▶ [WHAT NEEDS TO BE DONE]: Count the lines in the data below that contain the string "laptop", matching uppercase and lowercase exactly. Reply with the number alone.

#### ENTRIES SHOWN ####

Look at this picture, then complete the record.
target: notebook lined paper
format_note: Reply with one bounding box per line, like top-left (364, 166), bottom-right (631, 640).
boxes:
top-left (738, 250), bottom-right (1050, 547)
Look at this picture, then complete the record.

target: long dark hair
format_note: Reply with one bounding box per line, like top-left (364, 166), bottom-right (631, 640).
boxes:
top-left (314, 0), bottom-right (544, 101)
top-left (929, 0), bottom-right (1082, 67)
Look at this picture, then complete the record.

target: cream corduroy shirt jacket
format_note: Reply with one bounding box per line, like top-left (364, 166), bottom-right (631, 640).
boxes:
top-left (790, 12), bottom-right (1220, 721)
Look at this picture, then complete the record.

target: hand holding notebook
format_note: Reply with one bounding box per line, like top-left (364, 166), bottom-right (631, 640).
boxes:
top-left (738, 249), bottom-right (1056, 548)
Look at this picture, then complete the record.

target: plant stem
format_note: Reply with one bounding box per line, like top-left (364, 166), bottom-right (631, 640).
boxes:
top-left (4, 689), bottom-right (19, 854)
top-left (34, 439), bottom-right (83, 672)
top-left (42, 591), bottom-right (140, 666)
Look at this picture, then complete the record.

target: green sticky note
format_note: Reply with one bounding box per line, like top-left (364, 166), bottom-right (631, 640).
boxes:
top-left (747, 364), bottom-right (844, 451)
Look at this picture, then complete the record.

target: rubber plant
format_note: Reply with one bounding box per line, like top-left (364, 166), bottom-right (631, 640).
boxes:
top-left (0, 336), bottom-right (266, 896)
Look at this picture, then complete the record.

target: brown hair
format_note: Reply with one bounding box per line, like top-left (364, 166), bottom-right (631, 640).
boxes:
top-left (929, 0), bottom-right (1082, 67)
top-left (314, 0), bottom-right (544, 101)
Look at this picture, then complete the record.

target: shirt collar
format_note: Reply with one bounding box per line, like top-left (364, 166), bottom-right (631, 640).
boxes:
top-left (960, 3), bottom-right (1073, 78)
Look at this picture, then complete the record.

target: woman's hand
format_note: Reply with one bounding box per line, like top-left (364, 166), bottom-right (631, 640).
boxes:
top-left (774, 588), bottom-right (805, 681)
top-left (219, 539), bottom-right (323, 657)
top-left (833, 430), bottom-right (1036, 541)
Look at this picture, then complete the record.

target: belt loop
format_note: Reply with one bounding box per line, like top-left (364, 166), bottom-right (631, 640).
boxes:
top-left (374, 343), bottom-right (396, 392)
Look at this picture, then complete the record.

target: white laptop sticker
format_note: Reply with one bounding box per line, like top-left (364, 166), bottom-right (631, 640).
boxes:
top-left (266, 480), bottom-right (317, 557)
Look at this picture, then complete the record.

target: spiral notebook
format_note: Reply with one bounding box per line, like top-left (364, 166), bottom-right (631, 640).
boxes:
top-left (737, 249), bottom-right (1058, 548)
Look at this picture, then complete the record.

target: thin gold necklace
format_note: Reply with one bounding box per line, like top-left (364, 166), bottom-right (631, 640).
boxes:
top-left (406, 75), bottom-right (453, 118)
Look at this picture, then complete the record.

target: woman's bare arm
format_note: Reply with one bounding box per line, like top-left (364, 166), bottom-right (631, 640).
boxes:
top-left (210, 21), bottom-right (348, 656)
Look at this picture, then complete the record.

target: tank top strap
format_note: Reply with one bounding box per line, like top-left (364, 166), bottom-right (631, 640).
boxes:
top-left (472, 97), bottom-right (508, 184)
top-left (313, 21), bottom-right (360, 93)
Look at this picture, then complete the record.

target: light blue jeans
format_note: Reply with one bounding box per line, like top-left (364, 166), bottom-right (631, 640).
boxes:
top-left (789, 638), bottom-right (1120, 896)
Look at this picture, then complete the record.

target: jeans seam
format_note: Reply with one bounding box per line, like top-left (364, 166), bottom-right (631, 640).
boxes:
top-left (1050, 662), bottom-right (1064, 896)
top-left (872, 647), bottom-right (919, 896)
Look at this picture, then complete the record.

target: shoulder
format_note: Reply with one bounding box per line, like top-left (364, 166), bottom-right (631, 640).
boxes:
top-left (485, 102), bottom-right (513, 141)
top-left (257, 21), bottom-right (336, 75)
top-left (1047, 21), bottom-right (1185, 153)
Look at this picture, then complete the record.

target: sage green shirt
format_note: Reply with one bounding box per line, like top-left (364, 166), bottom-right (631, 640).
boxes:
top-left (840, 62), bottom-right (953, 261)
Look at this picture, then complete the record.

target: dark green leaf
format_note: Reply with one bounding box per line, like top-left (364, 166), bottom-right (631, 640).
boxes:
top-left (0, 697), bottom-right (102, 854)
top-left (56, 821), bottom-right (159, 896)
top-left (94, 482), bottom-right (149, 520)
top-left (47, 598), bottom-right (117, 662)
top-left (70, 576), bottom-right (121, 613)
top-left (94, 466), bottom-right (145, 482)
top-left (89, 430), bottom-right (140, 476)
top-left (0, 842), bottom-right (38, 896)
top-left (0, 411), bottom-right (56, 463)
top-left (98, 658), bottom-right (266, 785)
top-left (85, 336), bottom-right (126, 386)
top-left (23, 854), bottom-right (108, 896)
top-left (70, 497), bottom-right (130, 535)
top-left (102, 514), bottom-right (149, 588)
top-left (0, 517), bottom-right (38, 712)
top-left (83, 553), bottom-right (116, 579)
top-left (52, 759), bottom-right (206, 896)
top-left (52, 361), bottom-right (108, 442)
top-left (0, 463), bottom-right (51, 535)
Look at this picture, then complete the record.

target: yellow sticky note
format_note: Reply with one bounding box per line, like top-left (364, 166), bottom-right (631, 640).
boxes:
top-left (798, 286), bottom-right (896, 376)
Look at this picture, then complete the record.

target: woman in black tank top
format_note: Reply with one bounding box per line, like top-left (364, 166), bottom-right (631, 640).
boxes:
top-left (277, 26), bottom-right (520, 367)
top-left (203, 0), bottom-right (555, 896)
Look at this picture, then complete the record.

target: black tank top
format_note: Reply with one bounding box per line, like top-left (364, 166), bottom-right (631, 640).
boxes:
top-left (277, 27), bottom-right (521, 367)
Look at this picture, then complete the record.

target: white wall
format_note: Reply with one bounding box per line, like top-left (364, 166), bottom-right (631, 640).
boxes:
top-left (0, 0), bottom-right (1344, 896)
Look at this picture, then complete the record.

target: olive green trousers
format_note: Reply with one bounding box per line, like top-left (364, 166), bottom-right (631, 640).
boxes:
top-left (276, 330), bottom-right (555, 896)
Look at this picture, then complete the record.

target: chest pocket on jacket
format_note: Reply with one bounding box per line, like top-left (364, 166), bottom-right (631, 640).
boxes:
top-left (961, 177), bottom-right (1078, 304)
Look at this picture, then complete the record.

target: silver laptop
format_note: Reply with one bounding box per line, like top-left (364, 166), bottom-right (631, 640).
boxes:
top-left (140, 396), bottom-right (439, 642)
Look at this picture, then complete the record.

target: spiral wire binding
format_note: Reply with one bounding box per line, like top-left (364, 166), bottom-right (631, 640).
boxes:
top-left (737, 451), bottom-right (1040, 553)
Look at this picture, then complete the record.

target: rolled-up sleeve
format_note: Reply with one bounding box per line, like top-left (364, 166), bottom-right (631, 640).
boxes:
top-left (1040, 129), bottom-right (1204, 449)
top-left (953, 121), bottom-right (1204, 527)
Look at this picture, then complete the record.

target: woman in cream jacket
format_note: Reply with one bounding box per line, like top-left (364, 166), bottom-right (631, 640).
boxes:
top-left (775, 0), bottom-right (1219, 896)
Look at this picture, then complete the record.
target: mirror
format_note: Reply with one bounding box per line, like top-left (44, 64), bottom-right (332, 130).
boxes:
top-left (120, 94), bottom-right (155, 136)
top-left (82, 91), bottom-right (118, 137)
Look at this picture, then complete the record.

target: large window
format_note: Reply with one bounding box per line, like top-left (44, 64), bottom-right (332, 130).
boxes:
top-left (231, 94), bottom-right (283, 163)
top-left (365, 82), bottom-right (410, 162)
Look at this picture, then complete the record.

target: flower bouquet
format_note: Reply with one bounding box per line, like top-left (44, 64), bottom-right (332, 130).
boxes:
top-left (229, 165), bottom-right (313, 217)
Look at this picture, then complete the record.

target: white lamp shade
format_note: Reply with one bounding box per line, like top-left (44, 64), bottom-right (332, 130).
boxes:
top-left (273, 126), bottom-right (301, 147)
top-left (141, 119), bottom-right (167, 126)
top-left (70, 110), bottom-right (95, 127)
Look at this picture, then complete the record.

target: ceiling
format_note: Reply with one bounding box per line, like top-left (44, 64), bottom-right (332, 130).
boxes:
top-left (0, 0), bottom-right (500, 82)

####

▶ [EXERCISE ANSWER]: 2